■ TRECHO SELECIONADO
%%

O SEGA Saturn, certamente, não foi o maior dos sucessos em sua geração enquanto hardware se pensarmos em popularidade e unidades vendidas, mas alguns dos seus jogos se mantém vívidos na mente e no coração dos fãs até hoje. Algumas dessas memórias são tão afetivas que o simples anúncio de que um dos seus maiores expoentes, Panzer Dragoon, originalmente lançado em 1995, estaria de volta para uma nova geração de jogadores por meio de um remake completo que prometia atualizar o game para a tal alta definição, já aguçou aquele gamer nostálgico em muita gente. Curioso que uma revisita, 25 anos depois e com um inevitável olhar mais crítico, ainda consegue trazer à tona sentimentos tão impactantes.
Desenvolvida pela novata MegaPixel Studio, a nova versão faz questão de ser extremamente fiel ao original, e não reinventa a roda. Tudo o que de mais marcante está de volta: a progressão em trilhos – narrativamente, sua montaria, um mítico dragão azul, é quem sabe o caminho, então não é você, piloto, que determina para onde ir – e o sistema de mira até então revolucionário que se apropria de formas geométricas em profundidade, estão intactos. O giro de câmera manual para as quatro direções principais, algo que parece um tanto antiguado para os dias atuais, também foi mantido e a própria cadência das fases é exatamente o que era.

%%

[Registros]
%%

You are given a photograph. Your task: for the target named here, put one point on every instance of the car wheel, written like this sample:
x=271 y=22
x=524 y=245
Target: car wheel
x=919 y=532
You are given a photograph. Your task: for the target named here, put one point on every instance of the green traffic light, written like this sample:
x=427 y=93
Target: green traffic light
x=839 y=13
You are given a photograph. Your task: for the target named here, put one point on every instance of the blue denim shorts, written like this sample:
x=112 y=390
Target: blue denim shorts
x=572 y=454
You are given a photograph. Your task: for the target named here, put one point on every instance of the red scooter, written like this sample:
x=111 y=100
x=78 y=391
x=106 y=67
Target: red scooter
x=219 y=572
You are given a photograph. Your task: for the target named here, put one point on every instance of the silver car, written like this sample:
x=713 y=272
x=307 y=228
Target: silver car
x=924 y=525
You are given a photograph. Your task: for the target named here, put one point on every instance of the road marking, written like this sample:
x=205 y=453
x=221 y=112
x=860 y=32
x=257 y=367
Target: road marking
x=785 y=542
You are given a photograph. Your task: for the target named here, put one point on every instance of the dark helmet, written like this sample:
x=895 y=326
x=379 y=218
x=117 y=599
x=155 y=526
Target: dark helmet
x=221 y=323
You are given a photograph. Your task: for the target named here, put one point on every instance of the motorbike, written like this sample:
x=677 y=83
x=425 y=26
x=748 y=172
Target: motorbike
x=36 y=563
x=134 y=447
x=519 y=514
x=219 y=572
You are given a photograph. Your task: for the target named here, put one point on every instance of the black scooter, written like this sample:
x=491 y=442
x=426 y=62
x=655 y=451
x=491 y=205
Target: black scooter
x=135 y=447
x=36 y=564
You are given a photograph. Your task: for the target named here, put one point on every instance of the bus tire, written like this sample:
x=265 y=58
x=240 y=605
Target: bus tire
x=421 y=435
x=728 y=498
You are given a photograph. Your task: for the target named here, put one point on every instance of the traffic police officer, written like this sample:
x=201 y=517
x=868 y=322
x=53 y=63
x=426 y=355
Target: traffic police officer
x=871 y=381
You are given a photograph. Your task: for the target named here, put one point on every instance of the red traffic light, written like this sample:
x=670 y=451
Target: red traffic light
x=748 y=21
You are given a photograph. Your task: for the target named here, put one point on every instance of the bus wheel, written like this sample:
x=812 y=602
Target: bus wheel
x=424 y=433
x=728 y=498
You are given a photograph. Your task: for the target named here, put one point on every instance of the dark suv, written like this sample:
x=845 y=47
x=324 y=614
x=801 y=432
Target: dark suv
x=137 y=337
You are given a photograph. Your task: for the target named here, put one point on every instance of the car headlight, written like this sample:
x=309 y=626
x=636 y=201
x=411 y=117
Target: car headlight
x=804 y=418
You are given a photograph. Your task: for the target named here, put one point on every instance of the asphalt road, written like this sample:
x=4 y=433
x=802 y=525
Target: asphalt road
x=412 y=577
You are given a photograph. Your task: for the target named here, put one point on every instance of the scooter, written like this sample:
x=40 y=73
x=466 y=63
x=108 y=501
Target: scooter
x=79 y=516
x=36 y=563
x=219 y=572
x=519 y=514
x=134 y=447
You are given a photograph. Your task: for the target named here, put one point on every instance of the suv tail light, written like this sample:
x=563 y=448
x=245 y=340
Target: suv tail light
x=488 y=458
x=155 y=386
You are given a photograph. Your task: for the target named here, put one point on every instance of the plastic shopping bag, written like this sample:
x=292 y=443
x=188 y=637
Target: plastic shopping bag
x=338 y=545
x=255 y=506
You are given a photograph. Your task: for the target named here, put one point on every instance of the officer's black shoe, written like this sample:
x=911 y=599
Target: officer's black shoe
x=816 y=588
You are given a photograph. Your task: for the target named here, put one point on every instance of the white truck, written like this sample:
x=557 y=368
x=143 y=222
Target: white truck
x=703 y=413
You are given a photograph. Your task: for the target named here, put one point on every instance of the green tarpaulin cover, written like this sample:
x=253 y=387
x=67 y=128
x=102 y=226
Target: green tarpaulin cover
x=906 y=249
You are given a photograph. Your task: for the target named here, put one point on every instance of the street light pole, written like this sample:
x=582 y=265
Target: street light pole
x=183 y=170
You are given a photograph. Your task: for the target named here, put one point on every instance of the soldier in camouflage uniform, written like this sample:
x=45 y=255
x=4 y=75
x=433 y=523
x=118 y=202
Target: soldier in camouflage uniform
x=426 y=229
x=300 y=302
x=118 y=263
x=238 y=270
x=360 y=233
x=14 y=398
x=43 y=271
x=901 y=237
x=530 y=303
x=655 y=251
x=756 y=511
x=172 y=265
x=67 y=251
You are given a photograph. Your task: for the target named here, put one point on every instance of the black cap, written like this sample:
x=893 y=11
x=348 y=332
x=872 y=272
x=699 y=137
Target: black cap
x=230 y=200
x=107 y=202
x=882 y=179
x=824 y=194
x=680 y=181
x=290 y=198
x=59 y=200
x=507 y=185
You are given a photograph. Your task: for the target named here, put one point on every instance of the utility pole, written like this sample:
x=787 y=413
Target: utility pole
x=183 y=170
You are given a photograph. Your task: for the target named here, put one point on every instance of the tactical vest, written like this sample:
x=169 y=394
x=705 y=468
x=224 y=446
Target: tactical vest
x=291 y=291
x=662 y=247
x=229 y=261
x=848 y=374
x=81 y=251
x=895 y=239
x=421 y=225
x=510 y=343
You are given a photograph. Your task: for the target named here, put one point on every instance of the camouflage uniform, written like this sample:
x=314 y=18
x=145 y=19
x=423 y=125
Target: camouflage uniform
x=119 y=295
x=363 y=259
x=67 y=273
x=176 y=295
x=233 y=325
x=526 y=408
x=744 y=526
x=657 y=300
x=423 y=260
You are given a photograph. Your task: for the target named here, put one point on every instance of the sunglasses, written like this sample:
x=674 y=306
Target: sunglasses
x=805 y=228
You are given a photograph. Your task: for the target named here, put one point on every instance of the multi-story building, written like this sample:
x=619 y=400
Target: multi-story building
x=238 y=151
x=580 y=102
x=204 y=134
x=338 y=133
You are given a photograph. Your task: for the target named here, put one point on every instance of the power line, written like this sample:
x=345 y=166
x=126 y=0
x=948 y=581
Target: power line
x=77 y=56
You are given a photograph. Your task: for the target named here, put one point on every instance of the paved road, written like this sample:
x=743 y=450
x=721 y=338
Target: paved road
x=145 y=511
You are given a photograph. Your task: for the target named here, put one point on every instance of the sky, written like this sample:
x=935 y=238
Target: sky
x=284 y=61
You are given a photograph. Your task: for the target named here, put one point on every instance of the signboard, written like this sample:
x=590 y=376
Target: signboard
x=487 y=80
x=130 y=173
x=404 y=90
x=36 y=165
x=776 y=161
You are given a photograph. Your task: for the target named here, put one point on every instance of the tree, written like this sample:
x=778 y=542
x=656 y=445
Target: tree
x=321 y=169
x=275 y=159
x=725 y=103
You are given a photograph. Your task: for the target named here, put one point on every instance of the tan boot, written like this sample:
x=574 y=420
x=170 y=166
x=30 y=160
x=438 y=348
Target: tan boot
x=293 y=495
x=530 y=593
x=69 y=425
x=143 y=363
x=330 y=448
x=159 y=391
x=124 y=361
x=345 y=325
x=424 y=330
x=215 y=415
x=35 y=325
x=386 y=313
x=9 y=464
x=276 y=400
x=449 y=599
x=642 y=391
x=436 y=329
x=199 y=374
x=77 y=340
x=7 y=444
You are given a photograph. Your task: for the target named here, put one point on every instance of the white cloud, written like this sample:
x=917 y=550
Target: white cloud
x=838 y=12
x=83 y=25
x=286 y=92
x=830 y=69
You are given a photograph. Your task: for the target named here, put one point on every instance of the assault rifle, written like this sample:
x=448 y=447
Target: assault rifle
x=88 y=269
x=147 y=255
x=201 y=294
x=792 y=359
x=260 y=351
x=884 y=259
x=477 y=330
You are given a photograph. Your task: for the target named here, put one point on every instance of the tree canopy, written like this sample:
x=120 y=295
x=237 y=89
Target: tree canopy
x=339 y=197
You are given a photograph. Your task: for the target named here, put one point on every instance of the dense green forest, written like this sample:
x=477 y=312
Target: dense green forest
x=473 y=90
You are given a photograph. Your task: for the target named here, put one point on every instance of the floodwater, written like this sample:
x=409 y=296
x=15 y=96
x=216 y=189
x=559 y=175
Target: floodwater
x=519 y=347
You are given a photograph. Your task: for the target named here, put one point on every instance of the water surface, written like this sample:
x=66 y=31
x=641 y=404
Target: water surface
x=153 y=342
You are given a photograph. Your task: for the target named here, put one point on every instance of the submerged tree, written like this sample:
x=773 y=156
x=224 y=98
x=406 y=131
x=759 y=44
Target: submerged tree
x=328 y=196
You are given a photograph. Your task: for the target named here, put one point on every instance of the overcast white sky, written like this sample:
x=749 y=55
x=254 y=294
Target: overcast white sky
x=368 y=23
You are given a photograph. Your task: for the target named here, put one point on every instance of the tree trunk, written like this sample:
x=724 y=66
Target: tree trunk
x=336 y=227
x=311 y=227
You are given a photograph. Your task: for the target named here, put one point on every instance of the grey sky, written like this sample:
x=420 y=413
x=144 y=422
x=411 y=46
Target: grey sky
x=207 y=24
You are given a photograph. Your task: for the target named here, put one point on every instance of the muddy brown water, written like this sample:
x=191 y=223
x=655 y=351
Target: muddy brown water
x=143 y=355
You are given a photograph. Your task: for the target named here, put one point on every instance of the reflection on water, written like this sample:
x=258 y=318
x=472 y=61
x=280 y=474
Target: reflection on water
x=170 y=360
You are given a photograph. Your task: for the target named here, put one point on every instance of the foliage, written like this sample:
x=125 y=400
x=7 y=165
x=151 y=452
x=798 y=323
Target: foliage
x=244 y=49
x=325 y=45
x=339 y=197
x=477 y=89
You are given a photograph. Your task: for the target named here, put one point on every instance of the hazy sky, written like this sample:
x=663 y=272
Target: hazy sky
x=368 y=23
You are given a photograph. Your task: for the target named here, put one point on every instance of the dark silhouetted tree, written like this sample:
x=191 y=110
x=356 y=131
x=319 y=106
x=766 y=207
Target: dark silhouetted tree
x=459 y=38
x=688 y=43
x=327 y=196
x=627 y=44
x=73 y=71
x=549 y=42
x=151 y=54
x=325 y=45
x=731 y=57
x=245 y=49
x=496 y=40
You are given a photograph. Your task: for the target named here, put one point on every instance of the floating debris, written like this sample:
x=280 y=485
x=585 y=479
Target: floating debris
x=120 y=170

%%

■ ENUNCIADO
De acordo com o trecho selecionado, que estúdio desenvolveu a nova versão de Panzer Dragoon? As linhas não têm nenhuma função nesta atividade.

■ TAREFA RESOLVIDA
A novata MegaPixel Studio.